BEGIN
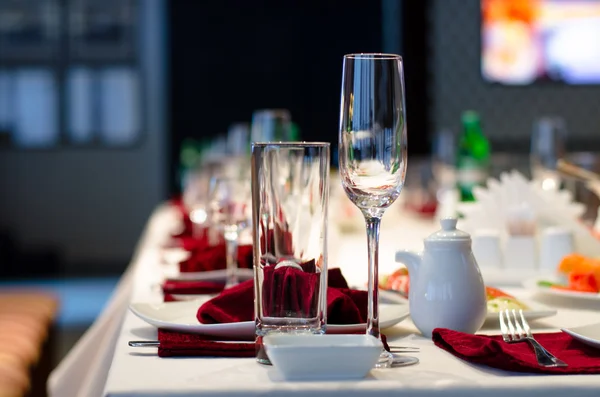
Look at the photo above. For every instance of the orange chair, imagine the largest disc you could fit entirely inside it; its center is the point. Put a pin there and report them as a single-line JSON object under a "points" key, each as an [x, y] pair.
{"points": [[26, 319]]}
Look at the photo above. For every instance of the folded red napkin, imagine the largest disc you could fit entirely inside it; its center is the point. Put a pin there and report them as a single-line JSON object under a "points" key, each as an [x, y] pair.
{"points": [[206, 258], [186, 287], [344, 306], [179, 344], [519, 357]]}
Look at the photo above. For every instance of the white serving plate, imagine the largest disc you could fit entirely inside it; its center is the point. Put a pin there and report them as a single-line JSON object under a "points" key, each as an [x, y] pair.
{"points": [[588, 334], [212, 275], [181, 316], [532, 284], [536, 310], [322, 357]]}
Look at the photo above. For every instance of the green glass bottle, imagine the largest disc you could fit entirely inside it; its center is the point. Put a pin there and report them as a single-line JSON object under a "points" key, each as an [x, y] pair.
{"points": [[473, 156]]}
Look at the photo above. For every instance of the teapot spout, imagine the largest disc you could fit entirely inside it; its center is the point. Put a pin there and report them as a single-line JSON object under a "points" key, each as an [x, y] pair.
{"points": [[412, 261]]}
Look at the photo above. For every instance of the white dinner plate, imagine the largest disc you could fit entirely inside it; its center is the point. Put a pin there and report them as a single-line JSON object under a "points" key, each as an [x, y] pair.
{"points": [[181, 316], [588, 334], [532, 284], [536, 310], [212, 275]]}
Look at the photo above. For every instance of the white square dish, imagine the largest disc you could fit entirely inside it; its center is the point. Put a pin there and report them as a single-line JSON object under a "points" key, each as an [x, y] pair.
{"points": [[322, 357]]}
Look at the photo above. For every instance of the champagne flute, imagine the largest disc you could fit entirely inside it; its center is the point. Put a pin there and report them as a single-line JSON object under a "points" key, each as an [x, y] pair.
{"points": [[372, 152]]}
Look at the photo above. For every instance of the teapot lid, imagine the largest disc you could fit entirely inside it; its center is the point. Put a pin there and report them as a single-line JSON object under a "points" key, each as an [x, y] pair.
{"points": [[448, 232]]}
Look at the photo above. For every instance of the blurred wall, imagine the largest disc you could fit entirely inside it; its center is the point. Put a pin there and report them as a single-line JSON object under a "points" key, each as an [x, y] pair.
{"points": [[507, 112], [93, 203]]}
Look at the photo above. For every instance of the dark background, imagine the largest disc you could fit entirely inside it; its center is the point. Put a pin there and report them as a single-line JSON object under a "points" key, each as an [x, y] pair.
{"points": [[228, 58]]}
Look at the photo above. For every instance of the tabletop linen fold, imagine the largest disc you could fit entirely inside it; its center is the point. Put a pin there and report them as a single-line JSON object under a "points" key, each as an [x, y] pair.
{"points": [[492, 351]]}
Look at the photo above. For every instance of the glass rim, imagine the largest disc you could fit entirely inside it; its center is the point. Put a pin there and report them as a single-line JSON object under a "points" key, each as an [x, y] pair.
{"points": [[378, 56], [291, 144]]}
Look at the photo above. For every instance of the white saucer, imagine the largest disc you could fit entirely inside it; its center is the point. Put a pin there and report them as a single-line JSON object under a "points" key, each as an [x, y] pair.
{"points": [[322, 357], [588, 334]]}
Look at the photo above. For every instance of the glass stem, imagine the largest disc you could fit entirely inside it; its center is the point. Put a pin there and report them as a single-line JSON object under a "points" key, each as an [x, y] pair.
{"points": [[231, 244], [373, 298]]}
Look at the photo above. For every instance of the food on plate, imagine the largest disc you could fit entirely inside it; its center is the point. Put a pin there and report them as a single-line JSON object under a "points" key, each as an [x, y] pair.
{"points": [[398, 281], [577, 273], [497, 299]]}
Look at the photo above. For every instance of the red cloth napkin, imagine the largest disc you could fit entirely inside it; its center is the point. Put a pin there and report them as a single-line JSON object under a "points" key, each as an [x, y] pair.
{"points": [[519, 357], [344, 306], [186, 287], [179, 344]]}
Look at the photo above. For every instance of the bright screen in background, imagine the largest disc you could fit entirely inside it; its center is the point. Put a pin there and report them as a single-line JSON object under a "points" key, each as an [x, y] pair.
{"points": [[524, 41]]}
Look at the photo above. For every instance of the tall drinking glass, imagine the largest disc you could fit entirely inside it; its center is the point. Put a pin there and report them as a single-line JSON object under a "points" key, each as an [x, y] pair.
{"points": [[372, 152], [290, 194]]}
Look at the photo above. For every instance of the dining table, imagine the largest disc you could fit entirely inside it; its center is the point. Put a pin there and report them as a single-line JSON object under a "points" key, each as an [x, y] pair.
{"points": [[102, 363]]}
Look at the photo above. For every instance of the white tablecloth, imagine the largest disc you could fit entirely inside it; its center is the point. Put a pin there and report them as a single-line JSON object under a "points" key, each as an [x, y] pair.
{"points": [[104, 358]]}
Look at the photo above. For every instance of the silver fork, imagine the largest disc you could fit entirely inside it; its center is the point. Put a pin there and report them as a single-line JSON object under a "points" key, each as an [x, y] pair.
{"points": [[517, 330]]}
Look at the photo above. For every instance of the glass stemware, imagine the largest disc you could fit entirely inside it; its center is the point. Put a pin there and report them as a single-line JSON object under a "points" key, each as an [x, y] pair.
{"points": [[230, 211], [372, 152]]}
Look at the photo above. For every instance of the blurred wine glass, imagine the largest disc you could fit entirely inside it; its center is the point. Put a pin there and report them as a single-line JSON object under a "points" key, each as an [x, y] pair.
END
### Your objective
Output the records verbatim, every one of them, and keep the pictures out.

### Solution for this exercise
Look at the photo above. For every instance of the orange chair, imagine the largest disc you could fit entirely inside it; its center is the point. Put a pin there and report them as a single-line JSON object under a "points" key, each as an [x, y] pair.
{"points": [[26, 319]]}
Look at the photo above. For every instance of the folded red napkin, imagine the largest disc you could fit entirely inside it; its center is the point. Put a pin there and report them as a single-line JSON object under a "points" key, each as an [x, y] pair.
{"points": [[206, 258], [186, 287], [344, 306], [179, 344], [519, 357]]}
Look at the photo above. For every instance of the white serving plate, imagine the largest disc you could fit entirely inside it; its center is the point. Put a pin there and report them as a single-line JSON object under a "points" key, each as an [x, y] pair.
{"points": [[588, 334], [212, 275], [181, 316], [532, 284], [536, 310], [322, 357]]}
Look at the photo above. For every instance of the green glass bottle, imagine the largest disc you could fit entirely inside it; its center is the point. Put a pin there and report them as a single-line JSON object under a "points" key, each as an [x, y] pair.
{"points": [[473, 156]]}
Look at the photo above. For every instance of the teapot spout, imagine the largest disc you could fit entirely inside it; its center is the point. Put a pin there and report them as a single-line JSON object under a "points" key, each as an [x, y] pair.
{"points": [[412, 261]]}
Look at the photo above. For every instance of the white dinner plate, imagine the largest disc you could fit entirely inside it; its center is the point. Put a pin there and report them as a single-line JSON object under a "points" key, each as an [x, y] pair.
{"points": [[181, 316], [588, 334], [532, 284], [536, 310], [212, 275]]}
Look at the photo above. For every instance of the white square dish, imagine the largest disc you could fit entirely inside it; its center is the point. Put a pin there and report them as a single-line JSON object under a "points" key, each as an [x, y] pair.
{"points": [[322, 357]]}
Look at the photo above. For every instance of the champagne flute, imagine the largest disc you could fit entirely inside it; its center is the point. Put a pin there and report them as a single-line JSON object under a "points" key, each as an [x, y] pair.
{"points": [[372, 152]]}
Look at the photo above. For every instance of the teapot lid, imagine the largest disc you could fit entirely inside it; its center is the point. Put a pin there and report them as a single-line JSON object under a "points" key, each as an [x, y] pair.
{"points": [[448, 232]]}
Look at the photo above. For every instance of the blurred wall, imagine the largest disc you could fit entirely inside it; its center is the point. Put a pin there and report them as a single-line JSON object under a "points" key, each as an [x, y] pair.
{"points": [[507, 112], [93, 203]]}
Look at the photo above. For every instance of the dark background, imagine the largest disc you could fit entirely inside it; its center is the point. Put a pin there and report them as a single-line JSON object under a "points" key, each as an [x, y] pair.
{"points": [[228, 58]]}
Look at the photo above. For every instance of the tabletop linen fold, imagine the largest disc you could fit entirely inside it; its center is the point. Put a pin there and report them as a single-line JSON object under a "points" key, each as an [x, y] pair.
{"points": [[492, 351]]}
Look at the photo above. For every instance of the glass rim, imagine the largest disc you could fit entirely inside it; its center is the point. Put a pin there and report them as a single-line JSON object under a "points" key, each as an [x, y] pair.
{"points": [[378, 56], [291, 144]]}
Look at the photo above. For every instance of the white saucer, imagine the largest disc you could fit entirely inside it; its center is the point. Put a pin there and report them as a single-line JSON object under a "points" key, each as an [x, y] pair.
{"points": [[322, 357], [588, 334]]}
Look at the photo above. For every instance of the glass stem, imagine the largest disc you could fit entirely inside it; its center is the point. Put a pin there and report them as a single-line JSON object under a "points" key, each as an [x, y] pair.
{"points": [[231, 244], [373, 298]]}
Look at the photo above. For every instance of the food on plate, imagine the largest disc you could fit entirely inside it; its center is the point. Put a pin there and report them as a single-line JSON object under a "points" key, each as an [x, y] pair.
{"points": [[398, 281], [577, 273], [497, 299]]}
Look at the photo above. For every instance of the red cloth napkin, imagine the largest disc you could fit entirely inside it; its center is the point. Put a pin there and report them as a single-line JSON object under a "points" key, each as an [x, y] pair.
{"points": [[519, 357], [344, 306], [186, 287], [179, 344]]}
Look at the photo above. For every instance of the bright screen in background, imagine the largest disc you could fit entirely inside it; its center is the point. Put a pin there and report them as a single-line JSON object under a "points" key, each as an [x, y] pair.
{"points": [[524, 41]]}
Look at the photo above. For every instance of the tall drinking glass, imagine the largest disc you could fit entirely inside it; its center is the point. Put a pin there and report them as a single-line JSON object under a "points" key, each as an [x, y] pair.
{"points": [[372, 152], [290, 194]]}
Look at the photo above. For every instance of the dining table, imagine the largest disc you could fit entirely inside it; its center is the point. Put a pin there and report them as a single-line JSON object under a "points" key, each as an [x, y] pair.
{"points": [[102, 363]]}
Look at the photo above. For every instance of the white tablecloth, imagine the largest disc you could fit entirely inside it; its center is the point. Put a pin there and report them as a single-line JSON object under a "points" key, each as an [x, y] pair.
{"points": [[104, 358]]}
Look at the photo above. For every instance of the silver fork, imagine the largest disc you could fit entirely inside it; its center is the point. Put a pin there and report them as a single-line JSON object under a "points" key, each as an [x, y] pair.
{"points": [[517, 330]]}
Look at the photo above. For every instance of the glass stemware, imagine the largest disc you could fit entirely inside it; its center is the point. Put a pin there and report them as a single-line JSON object under a "points" key, each as an [x, y] pair.
{"points": [[230, 211], [372, 152]]}
Look at the photo above. For every instance of the blurred wine glass, imagine the largest disc you could fit entirely inside it; its center is the point. Put a pin there and report them as a single-line JSON object under a "points" key, each as an [x, y] pair.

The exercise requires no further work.